- [Objetivo] Reescreva a listagem abaixo por completo, substituindo "instance" por "object" e mantendo todo o resto igual. Por favor, deixe as imagens de fora da resposta.

- - - - -

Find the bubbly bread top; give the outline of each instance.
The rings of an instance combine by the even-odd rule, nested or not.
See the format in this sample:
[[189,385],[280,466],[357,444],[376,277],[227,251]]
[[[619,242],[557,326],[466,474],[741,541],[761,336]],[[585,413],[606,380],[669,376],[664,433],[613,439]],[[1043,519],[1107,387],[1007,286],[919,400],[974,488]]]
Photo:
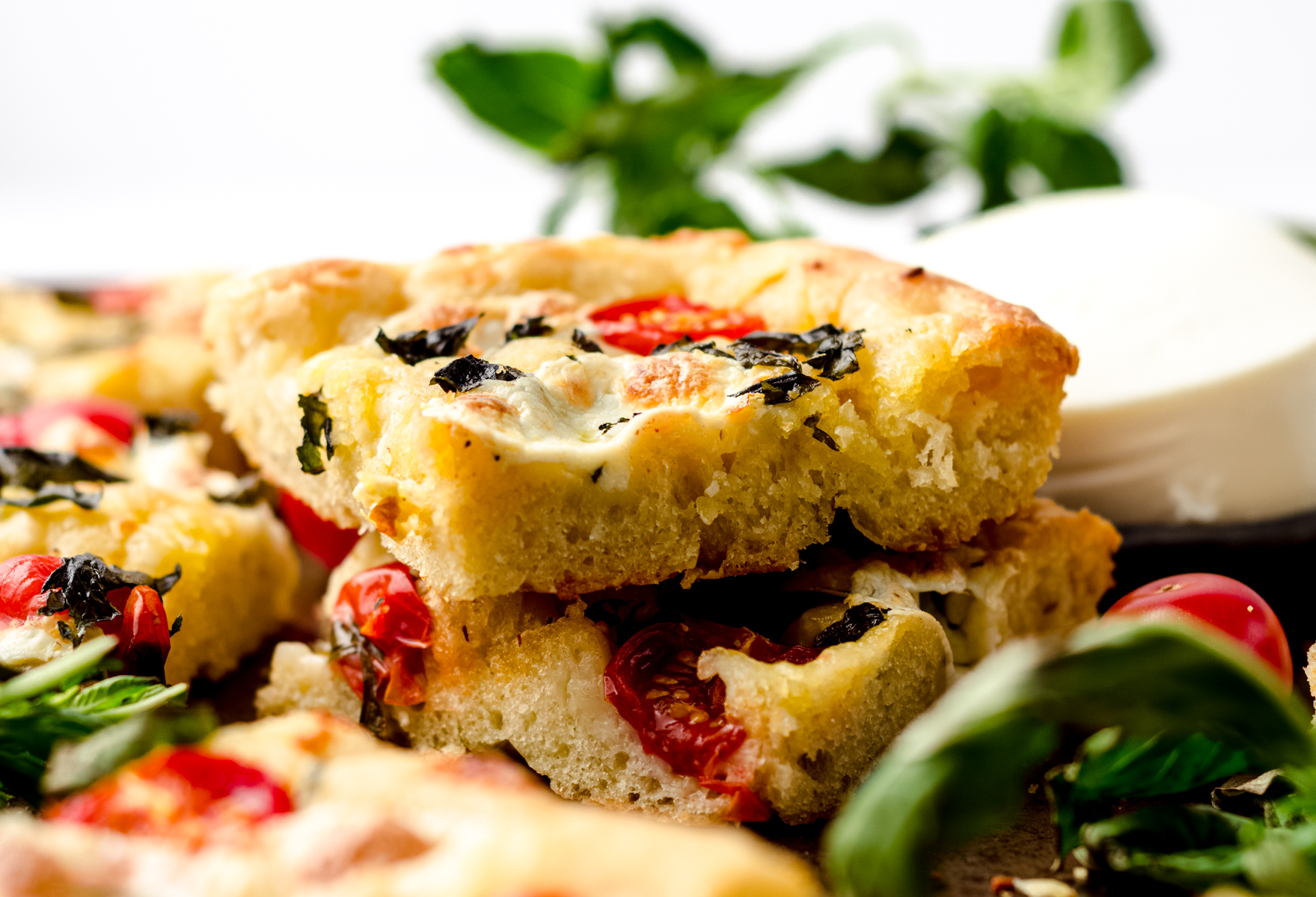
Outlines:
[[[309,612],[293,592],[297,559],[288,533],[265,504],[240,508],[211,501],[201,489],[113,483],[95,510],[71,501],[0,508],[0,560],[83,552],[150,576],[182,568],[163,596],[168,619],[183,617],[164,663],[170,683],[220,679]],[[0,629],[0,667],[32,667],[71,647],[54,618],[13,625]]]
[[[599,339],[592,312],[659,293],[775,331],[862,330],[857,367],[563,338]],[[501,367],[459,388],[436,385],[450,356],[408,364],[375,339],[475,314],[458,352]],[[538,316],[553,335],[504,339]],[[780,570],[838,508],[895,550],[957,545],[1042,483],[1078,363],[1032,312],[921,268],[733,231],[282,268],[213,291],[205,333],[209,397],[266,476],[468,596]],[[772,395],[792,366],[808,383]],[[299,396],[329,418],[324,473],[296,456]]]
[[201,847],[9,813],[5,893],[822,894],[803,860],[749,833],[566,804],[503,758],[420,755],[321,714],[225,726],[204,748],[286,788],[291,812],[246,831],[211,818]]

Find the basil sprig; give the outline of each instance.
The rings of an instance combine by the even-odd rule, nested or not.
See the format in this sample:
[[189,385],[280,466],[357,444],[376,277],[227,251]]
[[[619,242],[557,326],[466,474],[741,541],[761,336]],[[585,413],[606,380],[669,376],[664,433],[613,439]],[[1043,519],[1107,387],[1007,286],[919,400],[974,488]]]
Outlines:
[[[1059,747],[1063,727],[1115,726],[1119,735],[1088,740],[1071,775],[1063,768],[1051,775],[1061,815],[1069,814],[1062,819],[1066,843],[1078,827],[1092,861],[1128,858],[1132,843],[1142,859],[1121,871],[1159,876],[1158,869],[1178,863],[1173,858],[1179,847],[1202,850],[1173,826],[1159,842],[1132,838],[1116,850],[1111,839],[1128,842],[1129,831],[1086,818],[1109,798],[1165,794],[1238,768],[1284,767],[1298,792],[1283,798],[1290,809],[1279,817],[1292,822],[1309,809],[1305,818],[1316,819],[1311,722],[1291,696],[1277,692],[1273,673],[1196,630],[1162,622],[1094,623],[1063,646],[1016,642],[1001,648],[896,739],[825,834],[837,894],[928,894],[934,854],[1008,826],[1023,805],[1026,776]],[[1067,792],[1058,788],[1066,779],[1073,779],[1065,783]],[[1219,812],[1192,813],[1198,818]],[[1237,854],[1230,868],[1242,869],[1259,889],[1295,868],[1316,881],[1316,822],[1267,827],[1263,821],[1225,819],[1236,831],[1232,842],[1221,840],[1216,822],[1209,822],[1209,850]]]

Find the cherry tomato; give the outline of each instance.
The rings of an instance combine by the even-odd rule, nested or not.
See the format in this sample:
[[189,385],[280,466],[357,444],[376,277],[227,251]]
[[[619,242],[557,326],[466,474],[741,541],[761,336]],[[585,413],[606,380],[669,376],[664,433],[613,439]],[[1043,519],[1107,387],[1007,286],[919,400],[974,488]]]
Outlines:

- - - - -

- [Solução]
Find the bubbly bread top; give the outline of each object.
The rings of an object combine by the even-odd rule, nested or not.
See the format in this sample:
[[189,385],[280,466],[357,444],[376,277],[227,251]]
[[[619,242],[557,326],[466,474],[741,541],[761,336]],[[585,413],[606,380],[669,376],[664,433],[613,439]],[[1043,519],[1107,387],[1007,286],[919,400],[974,488]]]
Photo:
Outlines:
[[[309,612],[293,592],[297,559],[288,533],[265,504],[240,508],[211,501],[201,489],[113,483],[95,510],[71,501],[0,508],[0,560],[83,552],[150,576],[182,568],[163,596],[168,619],[183,617],[164,663],[170,683],[220,679]],[[0,629],[0,667],[32,667],[71,647],[54,618],[13,625]]]
[[[599,339],[592,312],[659,293],[775,331],[862,330],[857,367],[563,338]],[[501,367],[459,388],[436,385],[450,356],[408,364],[375,339],[475,314],[458,352]],[[538,316],[553,335],[504,339]],[[780,570],[838,508],[895,550],[957,545],[1042,483],[1078,363],[1032,312],[921,268],[733,231],[282,268],[213,291],[205,333],[209,397],[266,476],[468,596]],[[772,395],[792,366],[808,383]],[[299,396],[329,418],[324,473],[296,456]]]
[[201,847],[9,813],[5,893],[822,894],[803,860],[749,833],[566,804],[503,758],[420,755],[321,714],[225,726],[204,748],[286,788],[291,812],[246,831],[211,818]]

Find the basil sprig; give the outline of each object.
The rings of an object combine by the even-odd rule, nested or not.
See the format in this sample:
[[189,385],[280,466],[357,444],[376,277],[227,251]]
[[[619,242],[557,326],[466,474],[741,541],[761,336]],[[585,413],[606,380],[669,376],[664,433],[613,439]],[[1043,519],[1107,387],[1007,286],[919,400],[974,488]]]
Outlines:
[[[1059,747],[1063,727],[1115,726],[1119,735],[1088,740],[1071,775],[1063,768],[1051,775],[1061,815],[1069,814],[1062,819],[1066,843],[1078,827],[1092,861],[1128,858],[1132,843],[1142,859],[1121,871],[1159,876],[1158,869],[1178,863],[1173,858],[1179,847],[1202,850],[1173,826],[1159,842],[1132,838],[1116,850],[1111,839],[1128,842],[1129,831],[1086,818],[1109,798],[1165,794],[1238,768],[1284,767],[1298,792],[1283,798],[1290,809],[1279,817],[1292,822],[1309,809],[1305,818],[1316,819],[1311,722],[1291,696],[1277,692],[1273,673],[1196,630],[1162,622],[1094,623],[1063,646],[1016,642],[1001,648],[896,739],[825,834],[837,894],[928,894],[934,854],[1008,826],[1023,805],[1026,776]],[[1067,792],[1058,788],[1066,779],[1073,779],[1065,783]],[[1219,812],[1192,813],[1198,818]],[[1237,854],[1230,868],[1242,869],[1259,889],[1295,868],[1316,881],[1316,822],[1267,827],[1263,821],[1225,819],[1236,831],[1232,842],[1221,840],[1216,822],[1209,822],[1209,850]]]

Find the cherry tomato; give the outline of each object.
The rings of an object combine by the even-odd rule, nested or not.
See the format in this sample:
[[189,385],[280,466],[357,444],[376,277],[227,251]]
[[[619,242],[557,326],[466,474],[741,541],[761,336]],[[585,413],[606,380],[669,376],[664,433],[613,439]],[[1043,519],[1107,387],[1007,286],[919,400],[974,488]]]
Outlines:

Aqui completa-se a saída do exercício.